* Job 1 *
Reproduce the records verbatim, starting from their first line and running through the line that contains "[1,166,472,311]", with both of those lines included.

* Document segment *
------------------------
# How many cars are in this group?



## Coconutpete (Feb 7, 2008)

I'm starting to shop around for a new car, we are expanding our family and I want something with 4 doors again. I'm getting severely depressed as I'm starting to realize how few cars are in the group I'm looking for:

- 4 doors
- at least 6 cylinders
- rear wheel drive
- manual transmission

My 330 is an 04 so I'd like it to be between 05 - 10' or maybe even 06 - 10'.

Obviously there's another 3 which is starting to look like the best option.

There's the Infiniti G which is a nice car, but I just don't care at all for the sedan design.

What the hell else exists in this group??????


----------



## Llarry (May 17, 2002)

Coconutpete said:


> I'm starting to shop around for a new car, we are expanding our family and I want something with 4 doors again. I'm getting severely depressed as I'm starting to realize how few cars are in the group I'm looking for:
> 
> - 4 doors
> - at least 6 cylinders
> ...
------------------------
* Given entries *
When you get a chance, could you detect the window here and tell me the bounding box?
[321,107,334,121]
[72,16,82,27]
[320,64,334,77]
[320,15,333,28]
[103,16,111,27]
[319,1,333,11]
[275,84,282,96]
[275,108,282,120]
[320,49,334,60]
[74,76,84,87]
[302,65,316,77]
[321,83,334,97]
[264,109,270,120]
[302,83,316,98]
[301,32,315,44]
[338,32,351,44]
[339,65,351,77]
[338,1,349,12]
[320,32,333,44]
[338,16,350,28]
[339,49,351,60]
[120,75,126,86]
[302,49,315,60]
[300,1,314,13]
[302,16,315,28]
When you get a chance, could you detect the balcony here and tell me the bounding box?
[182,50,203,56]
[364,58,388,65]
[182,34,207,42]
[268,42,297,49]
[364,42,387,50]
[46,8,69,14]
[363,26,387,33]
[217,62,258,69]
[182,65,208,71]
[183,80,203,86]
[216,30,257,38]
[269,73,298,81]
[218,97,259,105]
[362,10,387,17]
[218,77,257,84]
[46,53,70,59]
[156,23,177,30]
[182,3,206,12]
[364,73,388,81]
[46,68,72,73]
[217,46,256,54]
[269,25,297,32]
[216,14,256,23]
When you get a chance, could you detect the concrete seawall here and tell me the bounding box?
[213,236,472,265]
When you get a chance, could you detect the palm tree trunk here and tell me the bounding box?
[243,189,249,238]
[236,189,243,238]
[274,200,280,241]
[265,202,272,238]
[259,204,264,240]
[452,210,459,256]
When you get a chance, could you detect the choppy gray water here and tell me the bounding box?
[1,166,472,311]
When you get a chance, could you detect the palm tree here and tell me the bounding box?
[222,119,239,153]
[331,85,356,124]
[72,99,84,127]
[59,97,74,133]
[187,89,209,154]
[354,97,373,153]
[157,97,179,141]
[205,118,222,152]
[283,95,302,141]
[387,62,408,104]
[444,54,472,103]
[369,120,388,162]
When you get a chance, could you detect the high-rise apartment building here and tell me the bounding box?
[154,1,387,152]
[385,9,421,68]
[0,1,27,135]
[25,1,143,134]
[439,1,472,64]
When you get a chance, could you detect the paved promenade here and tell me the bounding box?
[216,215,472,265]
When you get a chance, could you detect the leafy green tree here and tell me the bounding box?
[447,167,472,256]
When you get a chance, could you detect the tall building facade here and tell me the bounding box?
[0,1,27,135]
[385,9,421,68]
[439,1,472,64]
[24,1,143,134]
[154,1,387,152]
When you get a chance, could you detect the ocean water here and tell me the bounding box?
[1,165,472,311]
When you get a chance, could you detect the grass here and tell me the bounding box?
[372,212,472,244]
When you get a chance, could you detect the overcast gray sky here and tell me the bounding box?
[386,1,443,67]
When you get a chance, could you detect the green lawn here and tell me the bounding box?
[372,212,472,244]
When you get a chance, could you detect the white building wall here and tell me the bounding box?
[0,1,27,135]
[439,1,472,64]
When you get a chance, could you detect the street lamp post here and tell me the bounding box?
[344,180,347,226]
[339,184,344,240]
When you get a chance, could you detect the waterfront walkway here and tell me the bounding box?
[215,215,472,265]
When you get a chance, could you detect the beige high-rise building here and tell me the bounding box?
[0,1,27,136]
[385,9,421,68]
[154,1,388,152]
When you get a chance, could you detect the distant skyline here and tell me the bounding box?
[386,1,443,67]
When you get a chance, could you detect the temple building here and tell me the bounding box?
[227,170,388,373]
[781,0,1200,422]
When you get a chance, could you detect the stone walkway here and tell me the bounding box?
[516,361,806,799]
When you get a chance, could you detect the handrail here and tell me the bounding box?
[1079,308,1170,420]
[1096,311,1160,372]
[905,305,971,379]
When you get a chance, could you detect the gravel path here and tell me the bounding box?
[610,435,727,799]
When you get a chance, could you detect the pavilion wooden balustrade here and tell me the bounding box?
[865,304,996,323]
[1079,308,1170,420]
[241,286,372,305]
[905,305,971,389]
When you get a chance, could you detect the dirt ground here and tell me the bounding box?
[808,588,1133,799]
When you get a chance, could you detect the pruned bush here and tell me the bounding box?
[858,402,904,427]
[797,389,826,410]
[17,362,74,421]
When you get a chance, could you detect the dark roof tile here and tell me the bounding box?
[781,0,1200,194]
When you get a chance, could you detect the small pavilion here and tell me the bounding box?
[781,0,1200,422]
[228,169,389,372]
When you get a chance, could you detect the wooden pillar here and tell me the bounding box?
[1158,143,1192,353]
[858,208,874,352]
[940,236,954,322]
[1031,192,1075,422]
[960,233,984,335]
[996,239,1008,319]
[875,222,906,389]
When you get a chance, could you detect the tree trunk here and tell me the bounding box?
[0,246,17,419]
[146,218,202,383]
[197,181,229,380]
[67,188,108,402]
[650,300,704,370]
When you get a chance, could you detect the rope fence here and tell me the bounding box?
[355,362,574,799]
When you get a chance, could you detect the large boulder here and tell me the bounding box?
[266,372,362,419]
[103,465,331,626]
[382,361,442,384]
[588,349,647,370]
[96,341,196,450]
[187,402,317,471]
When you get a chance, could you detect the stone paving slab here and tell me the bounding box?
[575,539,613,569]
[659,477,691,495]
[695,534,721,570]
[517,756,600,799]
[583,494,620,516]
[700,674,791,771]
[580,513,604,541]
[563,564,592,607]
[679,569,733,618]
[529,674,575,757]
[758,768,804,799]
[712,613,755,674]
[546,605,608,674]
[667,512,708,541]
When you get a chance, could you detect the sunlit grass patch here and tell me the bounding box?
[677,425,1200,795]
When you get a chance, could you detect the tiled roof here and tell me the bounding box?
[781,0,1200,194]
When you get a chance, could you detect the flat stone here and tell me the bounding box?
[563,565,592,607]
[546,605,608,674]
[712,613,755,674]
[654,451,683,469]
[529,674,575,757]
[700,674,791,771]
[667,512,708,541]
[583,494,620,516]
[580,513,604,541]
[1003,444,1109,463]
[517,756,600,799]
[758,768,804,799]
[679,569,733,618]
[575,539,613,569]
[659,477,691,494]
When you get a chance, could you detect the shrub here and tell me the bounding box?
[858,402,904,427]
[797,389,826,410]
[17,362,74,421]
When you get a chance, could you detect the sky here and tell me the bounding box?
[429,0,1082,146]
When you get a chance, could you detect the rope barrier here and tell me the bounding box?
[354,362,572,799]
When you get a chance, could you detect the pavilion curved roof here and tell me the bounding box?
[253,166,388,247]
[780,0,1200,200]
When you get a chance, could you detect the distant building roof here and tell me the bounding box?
------------------------
* Job 2 *
Continue the forum thread on sedans with four doors, at least six cylinders, rear-wheel drive and a manual transmission from the point where it stops.

* Written answer 1 *
When you get a chance, could you detect the window here and tell me the bounding box?
[321,107,334,121]
[72,16,82,27]
[320,64,334,77]
[320,15,333,28]
[103,16,111,27]
[319,1,333,11]
[275,84,282,96]
[275,108,282,120]
[320,49,334,60]
[74,76,84,87]
[302,65,316,77]
[321,83,334,97]
[264,109,270,120]
[302,83,316,98]
[301,32,315,44]
[338,32,351,44]
[339,65,351,77]
[338,1,349,12]
[320,32,333,44]
[338,16,350,28]
[339,49,351,60]
[120,75,126,86]
[302,49,315,60]
[300,1,314,13]
[302,16,315,28]
When you get a chance, could you detect the balcony here and tell me the bounding box?
[182,50,203,56]
[364,58,388,65]
[182,34,207,42]
[268,42,297,49]
[364,42,387,50]
[46,8,69,14]
[363,26,387,33]
[217,62,258,69]
[182,65,208,71]
[183,80,203,86]
[216,30,257,38]
[269,73,298,81]
[218,97,259,105]
[362,10,387,17]
[218,77,257,84]
[46,53,70,59]
[156,23,177,30]
[182,3,206,12]
[364,73,388,81]
[46,68,72,73]
[217,46,256,54]
[269,25,297,32]
[216,14,256,23]
When you get a chance, could you detect the concrete seawall here and tell me the bounding box?
[213,236,472,265]
When you get a chance, could you detect the palm tree trunk here and tell me the bounding box?
[243,189,249,238]
[236,189,243,238]
[274,200,280,241]
[265,202,272,238]
[259,204,264,240]
[452,210,459,256]
When you get a chance, could you detect the choppy gray water here and tell me the bounding box?
[1,166,472,311]

* Written answer 2 *
Clearly you have drunk the BMW Kool-Aid!  Just like the rest of us...


----------



## Coconutpete (Feb 7, 2008)

I'm eyeballing a couple of 2006 330i's. Little more power than the 328 and not the price tag and HPFP headache of the 335i. Is it really that I have drank the kool-aid or are there no other cars in this category?


----------



## Chris90 (Apr 7, 2003)

Cadillac CTS
Pontiac G8
Jaguar XF is gorgeous but unfortunately auto only
Lexus IS250 - barf


----------



## mstrq (Jun 28, 2010)

Doesn't Mercedes C300 come with manual transmission as standard? At least it does in Canada. Or you can consider the 5 series. 

If you are willing to sacrifice one of the criteria, here's my suggestion:

If you sacrifice rear wheel drive, you can get an Audi A4.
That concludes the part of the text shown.